Data supplied
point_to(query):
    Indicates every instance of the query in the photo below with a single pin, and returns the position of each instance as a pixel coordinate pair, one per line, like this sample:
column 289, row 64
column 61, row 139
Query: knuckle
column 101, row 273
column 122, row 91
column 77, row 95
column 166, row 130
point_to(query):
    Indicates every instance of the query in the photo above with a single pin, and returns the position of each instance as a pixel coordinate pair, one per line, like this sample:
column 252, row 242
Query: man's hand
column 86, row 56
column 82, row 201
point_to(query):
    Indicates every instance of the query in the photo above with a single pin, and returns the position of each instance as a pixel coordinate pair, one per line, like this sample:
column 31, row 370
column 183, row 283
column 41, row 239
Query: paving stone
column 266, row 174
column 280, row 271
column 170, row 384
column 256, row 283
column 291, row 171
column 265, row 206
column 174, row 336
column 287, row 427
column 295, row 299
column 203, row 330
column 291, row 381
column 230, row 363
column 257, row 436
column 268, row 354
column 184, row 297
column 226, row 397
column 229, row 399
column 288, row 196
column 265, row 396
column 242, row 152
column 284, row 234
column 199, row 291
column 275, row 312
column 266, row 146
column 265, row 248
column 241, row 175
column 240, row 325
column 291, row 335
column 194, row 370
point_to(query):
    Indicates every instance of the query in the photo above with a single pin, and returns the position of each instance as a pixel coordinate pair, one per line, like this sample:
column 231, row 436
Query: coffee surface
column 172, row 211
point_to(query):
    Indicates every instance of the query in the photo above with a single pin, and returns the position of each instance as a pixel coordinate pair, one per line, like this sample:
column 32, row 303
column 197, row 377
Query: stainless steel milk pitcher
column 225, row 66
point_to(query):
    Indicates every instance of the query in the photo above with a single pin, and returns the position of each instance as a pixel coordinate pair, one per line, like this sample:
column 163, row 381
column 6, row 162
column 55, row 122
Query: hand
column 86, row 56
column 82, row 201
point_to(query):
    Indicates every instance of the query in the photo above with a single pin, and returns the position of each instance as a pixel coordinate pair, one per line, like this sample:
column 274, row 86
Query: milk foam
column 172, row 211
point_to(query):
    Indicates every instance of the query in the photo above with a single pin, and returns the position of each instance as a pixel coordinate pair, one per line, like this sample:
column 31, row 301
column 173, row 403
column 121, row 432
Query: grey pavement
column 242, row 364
---
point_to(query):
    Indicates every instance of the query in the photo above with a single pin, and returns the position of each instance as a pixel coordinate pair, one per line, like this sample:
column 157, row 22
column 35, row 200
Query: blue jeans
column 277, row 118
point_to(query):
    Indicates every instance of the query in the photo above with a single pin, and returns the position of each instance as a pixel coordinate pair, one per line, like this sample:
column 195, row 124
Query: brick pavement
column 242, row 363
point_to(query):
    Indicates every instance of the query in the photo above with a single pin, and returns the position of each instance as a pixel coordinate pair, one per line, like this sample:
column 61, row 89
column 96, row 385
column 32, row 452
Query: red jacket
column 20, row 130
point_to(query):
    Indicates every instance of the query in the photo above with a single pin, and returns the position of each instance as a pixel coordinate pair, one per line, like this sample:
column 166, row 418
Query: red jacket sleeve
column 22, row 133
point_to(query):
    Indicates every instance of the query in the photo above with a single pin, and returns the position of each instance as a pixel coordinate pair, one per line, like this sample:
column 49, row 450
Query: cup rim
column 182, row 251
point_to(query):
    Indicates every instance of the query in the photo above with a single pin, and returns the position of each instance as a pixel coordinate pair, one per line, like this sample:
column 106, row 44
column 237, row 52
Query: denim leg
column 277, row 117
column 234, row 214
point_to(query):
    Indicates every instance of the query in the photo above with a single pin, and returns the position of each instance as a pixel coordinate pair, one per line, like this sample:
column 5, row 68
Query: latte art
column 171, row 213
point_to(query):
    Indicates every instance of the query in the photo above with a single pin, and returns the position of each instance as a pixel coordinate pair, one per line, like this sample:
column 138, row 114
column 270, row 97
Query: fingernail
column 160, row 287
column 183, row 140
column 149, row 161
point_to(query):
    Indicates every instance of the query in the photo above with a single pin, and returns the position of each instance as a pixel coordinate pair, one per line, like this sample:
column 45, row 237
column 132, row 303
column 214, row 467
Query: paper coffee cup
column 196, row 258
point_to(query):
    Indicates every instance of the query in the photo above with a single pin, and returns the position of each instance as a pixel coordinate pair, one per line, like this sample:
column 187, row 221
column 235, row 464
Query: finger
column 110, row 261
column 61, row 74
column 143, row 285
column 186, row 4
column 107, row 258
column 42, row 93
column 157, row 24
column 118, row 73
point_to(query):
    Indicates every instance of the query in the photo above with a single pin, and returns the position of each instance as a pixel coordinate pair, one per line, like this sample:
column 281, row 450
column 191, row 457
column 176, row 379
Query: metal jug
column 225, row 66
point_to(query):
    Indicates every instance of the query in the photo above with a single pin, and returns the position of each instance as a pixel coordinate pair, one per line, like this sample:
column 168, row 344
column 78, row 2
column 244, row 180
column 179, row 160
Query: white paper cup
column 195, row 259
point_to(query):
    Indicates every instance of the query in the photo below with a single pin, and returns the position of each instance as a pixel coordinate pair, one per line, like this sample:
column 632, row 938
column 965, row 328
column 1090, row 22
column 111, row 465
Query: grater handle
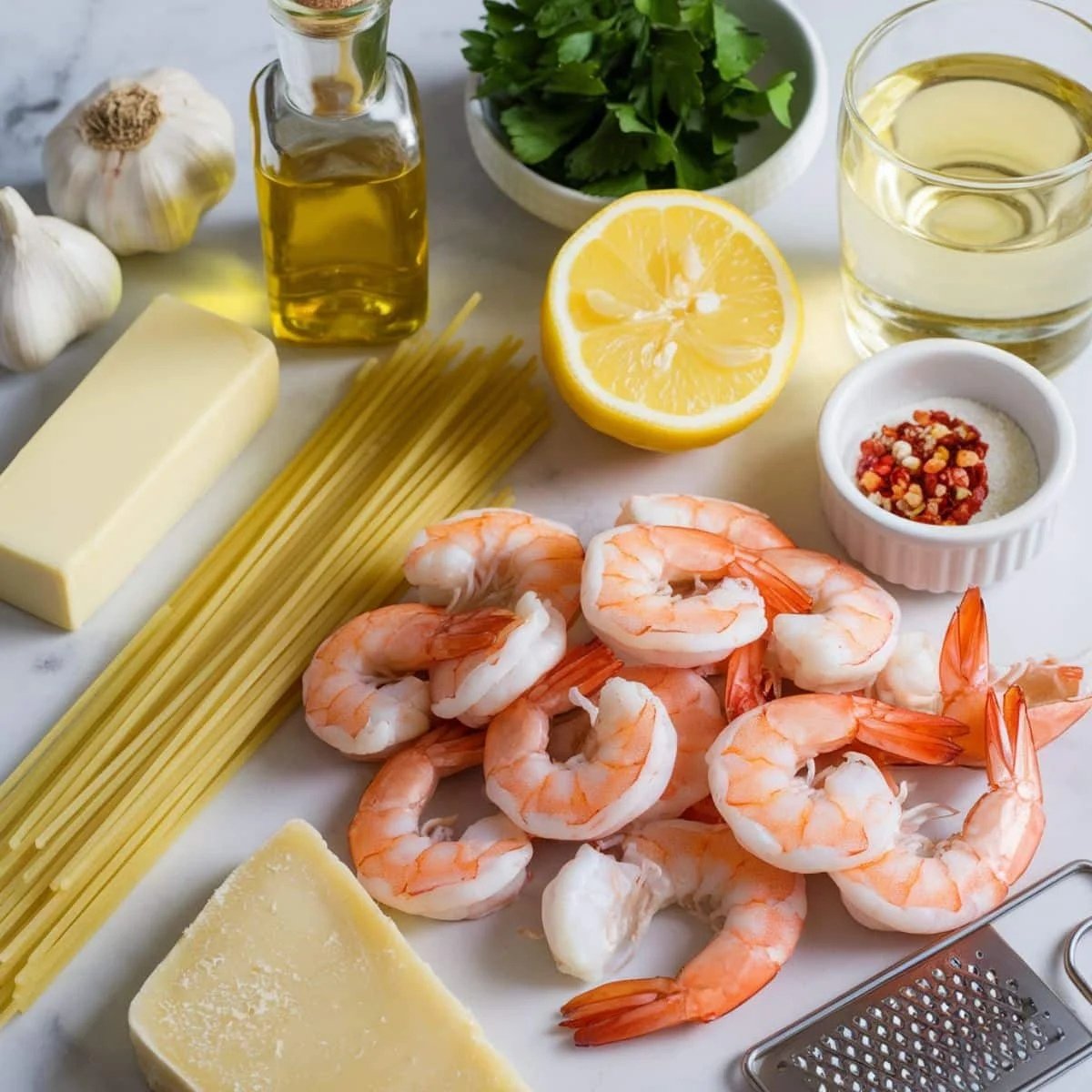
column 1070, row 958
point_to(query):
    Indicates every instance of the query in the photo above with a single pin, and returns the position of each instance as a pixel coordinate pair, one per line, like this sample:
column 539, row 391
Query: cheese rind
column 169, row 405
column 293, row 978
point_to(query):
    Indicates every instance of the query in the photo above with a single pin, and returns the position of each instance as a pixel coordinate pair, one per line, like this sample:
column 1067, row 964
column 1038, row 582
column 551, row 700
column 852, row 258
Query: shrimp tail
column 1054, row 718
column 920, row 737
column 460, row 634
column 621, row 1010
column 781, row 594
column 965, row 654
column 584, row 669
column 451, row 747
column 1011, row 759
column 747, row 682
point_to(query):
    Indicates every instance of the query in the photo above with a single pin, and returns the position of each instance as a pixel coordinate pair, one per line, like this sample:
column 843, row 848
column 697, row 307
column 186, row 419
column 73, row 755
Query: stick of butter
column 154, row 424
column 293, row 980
--
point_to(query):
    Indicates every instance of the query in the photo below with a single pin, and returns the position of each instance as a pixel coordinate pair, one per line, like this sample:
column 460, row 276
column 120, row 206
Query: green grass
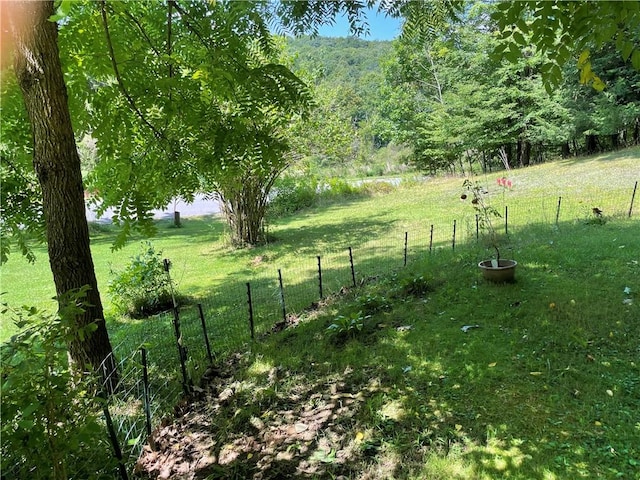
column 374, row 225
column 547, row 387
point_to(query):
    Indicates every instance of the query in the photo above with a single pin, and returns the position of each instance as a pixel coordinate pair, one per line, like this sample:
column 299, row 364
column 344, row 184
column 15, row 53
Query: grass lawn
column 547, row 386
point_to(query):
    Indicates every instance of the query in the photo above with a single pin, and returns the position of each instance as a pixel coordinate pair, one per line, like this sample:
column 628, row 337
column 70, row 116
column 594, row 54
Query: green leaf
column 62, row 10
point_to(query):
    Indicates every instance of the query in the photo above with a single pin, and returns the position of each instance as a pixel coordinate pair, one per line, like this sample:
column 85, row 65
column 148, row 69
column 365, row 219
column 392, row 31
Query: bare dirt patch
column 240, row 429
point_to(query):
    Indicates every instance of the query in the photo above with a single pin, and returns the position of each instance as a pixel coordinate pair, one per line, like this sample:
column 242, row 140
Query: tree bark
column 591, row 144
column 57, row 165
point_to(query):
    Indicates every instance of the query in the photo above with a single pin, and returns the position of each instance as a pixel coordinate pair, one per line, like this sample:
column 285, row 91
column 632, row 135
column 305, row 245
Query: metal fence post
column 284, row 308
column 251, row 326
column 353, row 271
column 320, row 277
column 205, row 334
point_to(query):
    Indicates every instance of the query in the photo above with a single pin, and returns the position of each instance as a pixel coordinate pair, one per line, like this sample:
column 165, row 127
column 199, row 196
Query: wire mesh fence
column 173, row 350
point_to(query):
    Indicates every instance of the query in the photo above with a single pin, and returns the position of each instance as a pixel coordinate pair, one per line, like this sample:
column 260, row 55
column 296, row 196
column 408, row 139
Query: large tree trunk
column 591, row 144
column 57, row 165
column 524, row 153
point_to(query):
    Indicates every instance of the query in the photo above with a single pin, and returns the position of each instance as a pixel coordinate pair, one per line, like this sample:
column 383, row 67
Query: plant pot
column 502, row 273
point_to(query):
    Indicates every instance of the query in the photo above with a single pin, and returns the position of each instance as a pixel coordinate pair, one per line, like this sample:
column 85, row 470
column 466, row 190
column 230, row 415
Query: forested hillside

Work instructions
Report every line in the records above that contains the word "metal", copying each line in full.

Final result
Query: metal jug
Query: metal fence post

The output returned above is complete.